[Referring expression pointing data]
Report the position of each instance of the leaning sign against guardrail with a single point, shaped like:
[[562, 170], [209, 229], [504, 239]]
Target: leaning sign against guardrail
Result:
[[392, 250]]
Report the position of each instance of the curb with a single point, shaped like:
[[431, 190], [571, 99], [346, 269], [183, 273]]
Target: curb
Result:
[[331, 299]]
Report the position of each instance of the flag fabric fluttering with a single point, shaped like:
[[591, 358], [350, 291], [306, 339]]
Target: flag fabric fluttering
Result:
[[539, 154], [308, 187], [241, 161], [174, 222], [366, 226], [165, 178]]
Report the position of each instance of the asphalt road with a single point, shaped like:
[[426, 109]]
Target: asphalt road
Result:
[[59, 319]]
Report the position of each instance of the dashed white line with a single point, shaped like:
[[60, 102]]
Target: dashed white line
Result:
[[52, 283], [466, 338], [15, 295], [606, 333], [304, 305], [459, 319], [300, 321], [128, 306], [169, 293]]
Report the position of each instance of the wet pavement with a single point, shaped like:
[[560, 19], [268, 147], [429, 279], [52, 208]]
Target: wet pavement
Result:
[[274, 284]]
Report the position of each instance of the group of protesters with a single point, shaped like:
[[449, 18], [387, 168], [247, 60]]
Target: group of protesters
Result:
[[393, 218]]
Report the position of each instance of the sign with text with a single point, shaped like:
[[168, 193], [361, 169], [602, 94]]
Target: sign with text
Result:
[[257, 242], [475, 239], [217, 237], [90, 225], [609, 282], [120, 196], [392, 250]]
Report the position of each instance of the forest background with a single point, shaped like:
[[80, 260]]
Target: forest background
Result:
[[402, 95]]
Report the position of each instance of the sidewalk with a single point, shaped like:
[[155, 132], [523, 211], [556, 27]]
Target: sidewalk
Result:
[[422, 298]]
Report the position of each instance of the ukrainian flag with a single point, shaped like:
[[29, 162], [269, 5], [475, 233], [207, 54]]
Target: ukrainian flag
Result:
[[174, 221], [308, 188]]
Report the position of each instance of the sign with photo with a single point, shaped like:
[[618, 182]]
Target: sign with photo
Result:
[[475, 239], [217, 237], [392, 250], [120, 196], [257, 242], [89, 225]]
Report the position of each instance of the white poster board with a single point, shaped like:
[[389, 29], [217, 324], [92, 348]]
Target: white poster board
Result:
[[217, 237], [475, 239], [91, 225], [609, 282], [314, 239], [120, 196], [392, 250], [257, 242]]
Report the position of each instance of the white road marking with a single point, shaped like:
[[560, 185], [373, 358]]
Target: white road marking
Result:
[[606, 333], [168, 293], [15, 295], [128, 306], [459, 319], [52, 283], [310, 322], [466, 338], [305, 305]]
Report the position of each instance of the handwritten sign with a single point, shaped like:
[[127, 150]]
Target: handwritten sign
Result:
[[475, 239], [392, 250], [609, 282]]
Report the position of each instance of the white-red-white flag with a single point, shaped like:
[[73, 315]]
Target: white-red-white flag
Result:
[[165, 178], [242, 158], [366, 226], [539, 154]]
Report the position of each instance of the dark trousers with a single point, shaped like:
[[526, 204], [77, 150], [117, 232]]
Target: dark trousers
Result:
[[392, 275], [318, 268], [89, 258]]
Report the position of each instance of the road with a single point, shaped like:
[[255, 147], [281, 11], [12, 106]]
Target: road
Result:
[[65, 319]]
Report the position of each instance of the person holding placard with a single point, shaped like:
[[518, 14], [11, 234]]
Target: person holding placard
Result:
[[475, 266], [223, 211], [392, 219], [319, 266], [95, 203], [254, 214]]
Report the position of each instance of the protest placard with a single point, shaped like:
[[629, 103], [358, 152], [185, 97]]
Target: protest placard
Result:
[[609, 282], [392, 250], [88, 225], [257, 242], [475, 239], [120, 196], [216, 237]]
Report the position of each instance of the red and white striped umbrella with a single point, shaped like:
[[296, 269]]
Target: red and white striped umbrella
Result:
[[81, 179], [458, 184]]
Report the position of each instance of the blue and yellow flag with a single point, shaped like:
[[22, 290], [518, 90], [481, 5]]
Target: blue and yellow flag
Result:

## Prompt
From the records given above, copy all lines containing "guardrail".

## Task result
Report the position of each instance of the leaning sign against guardrail with a single point, shaped like:
Target: leaning sign against guardrail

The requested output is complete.